(Work to do):
Pull out every line in the data items below that contains the word "ceramic", and reproduce each of those lines in full.

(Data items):
((

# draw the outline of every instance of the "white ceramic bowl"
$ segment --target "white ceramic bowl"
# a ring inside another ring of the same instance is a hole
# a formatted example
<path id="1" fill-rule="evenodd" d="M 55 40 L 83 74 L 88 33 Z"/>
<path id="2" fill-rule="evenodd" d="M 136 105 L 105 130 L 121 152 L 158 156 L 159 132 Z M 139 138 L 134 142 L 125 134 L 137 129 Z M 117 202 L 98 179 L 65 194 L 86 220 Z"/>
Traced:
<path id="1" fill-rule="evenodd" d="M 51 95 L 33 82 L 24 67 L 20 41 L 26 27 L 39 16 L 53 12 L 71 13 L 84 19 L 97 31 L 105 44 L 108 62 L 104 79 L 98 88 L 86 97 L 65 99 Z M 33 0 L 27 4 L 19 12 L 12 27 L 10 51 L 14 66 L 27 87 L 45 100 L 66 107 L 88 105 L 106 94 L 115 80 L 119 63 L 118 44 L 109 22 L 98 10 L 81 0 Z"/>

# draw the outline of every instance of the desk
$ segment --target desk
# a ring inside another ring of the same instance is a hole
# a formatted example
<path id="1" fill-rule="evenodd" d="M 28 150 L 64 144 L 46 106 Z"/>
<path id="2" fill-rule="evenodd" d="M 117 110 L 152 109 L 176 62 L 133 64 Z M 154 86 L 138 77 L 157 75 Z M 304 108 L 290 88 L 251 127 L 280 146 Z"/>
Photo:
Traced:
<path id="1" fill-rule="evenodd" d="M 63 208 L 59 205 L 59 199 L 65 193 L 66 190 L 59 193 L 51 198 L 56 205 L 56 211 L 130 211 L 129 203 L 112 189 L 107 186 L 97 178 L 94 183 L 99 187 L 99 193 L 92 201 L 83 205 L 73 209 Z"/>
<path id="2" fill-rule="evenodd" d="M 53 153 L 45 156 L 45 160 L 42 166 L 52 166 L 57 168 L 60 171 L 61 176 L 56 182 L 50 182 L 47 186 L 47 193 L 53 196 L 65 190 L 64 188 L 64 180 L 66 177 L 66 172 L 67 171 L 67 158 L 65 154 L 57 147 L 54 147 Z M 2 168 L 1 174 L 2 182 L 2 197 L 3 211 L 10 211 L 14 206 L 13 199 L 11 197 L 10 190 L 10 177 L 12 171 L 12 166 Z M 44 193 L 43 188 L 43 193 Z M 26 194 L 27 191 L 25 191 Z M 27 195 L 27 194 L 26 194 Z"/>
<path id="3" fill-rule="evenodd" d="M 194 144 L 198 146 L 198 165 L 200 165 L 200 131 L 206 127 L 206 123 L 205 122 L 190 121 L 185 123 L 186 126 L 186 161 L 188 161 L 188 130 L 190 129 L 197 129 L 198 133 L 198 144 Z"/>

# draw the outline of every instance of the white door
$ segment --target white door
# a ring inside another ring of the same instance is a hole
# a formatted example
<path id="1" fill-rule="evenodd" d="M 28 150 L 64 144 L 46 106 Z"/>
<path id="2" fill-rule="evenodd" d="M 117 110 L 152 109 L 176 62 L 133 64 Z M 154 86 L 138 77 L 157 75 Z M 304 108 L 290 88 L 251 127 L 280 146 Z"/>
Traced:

))
((

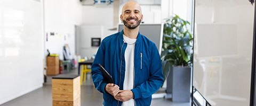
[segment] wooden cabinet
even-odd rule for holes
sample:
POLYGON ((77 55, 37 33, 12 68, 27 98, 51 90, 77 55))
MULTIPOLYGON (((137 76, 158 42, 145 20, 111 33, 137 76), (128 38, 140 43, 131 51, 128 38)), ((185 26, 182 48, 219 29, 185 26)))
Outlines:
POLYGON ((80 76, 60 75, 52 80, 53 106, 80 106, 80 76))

))
((

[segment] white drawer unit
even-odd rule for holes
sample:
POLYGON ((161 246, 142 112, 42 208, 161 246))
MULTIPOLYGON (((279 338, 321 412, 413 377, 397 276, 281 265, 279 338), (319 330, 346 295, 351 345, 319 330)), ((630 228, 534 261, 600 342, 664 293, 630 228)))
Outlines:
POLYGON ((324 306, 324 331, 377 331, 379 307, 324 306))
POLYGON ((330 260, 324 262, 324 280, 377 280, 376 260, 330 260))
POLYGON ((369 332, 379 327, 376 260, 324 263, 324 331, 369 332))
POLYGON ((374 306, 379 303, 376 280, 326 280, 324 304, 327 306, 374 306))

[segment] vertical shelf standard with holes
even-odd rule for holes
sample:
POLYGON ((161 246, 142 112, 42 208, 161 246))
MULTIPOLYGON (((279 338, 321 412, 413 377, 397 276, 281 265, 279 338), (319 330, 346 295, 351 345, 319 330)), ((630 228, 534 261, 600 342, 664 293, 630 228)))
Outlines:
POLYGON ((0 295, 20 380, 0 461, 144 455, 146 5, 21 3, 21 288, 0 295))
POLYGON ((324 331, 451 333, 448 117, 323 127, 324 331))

))

(Written reply):
# draw the outline of every instance of the "white ceramic bowl"
$ segment --target "white ceramic bowl"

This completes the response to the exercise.